- _EXERCISE DESCRIPTION_: Print out each record below, unaltered and complete, without its images.

- _EXERCISE MATERIALS_:
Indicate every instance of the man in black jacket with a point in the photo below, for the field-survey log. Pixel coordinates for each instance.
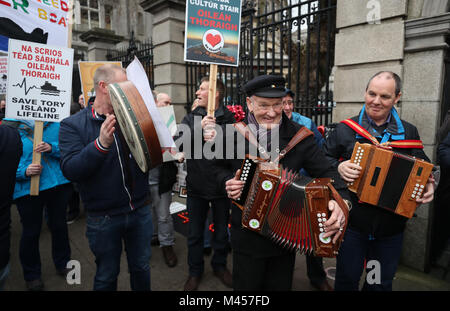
(373, 233)
(203, 190)
(10, 153)
(258, 262)
(113, 188)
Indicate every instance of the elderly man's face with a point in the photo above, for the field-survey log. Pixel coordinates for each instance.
(288, 105)
(203, 94)
(380, 98)
(120, 76)
(267, 111)
(163, 100)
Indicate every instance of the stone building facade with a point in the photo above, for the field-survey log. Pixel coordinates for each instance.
(105, 24)
(409, 37)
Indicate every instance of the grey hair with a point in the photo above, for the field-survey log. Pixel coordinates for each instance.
(397, 80)
(106, 73)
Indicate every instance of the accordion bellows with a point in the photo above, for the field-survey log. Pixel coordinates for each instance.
(388, 179)
(286, 207)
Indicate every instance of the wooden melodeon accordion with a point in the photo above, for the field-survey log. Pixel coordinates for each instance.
(388, 179)
(289, 208)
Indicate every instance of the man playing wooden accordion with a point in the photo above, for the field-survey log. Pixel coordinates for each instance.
(258, 262)
(373, 233)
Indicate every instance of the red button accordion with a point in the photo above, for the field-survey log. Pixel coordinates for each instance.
(388, 179)
(289, 208)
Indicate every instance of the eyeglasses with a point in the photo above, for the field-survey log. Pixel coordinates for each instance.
(265, 107)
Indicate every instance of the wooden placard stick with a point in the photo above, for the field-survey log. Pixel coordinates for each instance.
(38, 131)
(39, 126)
(212, 89)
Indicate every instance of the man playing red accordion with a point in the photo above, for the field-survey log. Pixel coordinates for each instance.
(258, 262)
(373, 233)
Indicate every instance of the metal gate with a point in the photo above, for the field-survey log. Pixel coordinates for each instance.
(294, 38)
(142, 50)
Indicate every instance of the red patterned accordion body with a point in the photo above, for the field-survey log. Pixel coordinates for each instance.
(388, 179)
(287, 207)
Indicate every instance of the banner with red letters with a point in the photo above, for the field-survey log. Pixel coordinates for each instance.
(39, 81)
(42, 21)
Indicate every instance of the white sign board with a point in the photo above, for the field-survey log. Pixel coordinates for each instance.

- _EXERCISE RESPONSE_:
Indicate every instance of the man in black jacket with a point in the photo below, for the field-survey log. Pixel coordinates for each instance.
(373, 233)
(203, 190)
(10, 153)
(258, 262)
(113, 188)
Indicate every instance of the elderly man's face with a point in the photo above, for the field-survey log. Pixel coordinates for each instance.
(288, 105)
(203, 94)
(380, 98)
(120, 76)
(267, 111)
(163, 100)
Indicate every instance of the stone building facade with a point in the photo above, for the field-survey log. Pixel coordinates for each instance.
(105, 24)
(409, 37)
Indicate every instance of the grey hair with a point in the photo above, for the field-survey log. Pixel coordinates for each instance.
(397, 80)
(106, 73)
Indicate every instance of the accordion bellows with a point in the photo above, for the field-survey log. Pixel coordinates for each instance.
(388, 179)
(286, 207)
Indicate every instance of the wooden melodeon accordion with a point in the photo above, for the field-survey log. Pixel coordinates for each instance.
(388, 179)
(289, 208)
Indicate every instance of the man playing wooden accordion with a point in the photo above, for the field-survey log. Pixel coordinates for each instance.
(258, 262)
(373, 233)
Indicate every instance of the red button accordion with a point in the photo above, for the field-survey log. Pixel coordinates for each instance.
(388, 179)
(289, 208)
Indicate every instance of the eyeglasses with a point in the photo above, for the field-survey log. Pixel coordinates for each instance.
(265, 107)
Indicate every instance of the wooden placard stick with a point in the photo above, for the field-survey log. Pixel coordinates for each instance.
(38, 131)
(39, 126)
(212, 89)
Indicate every instance of the man playing red accordion with a point in the photo above, for the field-survey log. Pixel coordinates for each instance.
(258, 262)
(373, 233)
Indicate every instance of the metal gate with a point in the photo above, for the field-survey log. Pixel coordinates for each instance.
(294, 38)
(142, 50)
Indicate every instance of the red patterned accordion body with a point in the photo above, for the field-survey log. Pixel coordinates for each instance.
(388, 179)
(287, 207)
Indicate every instance of the banner with red letters with a point in the photo above, for the field-survey log. Pixel coordinates for each instance.
(39, 81)
(42, 21)
Indicate every instance of the white sign board with a point in the photo above, for the field-survey log. Pixel coordinates for each instance.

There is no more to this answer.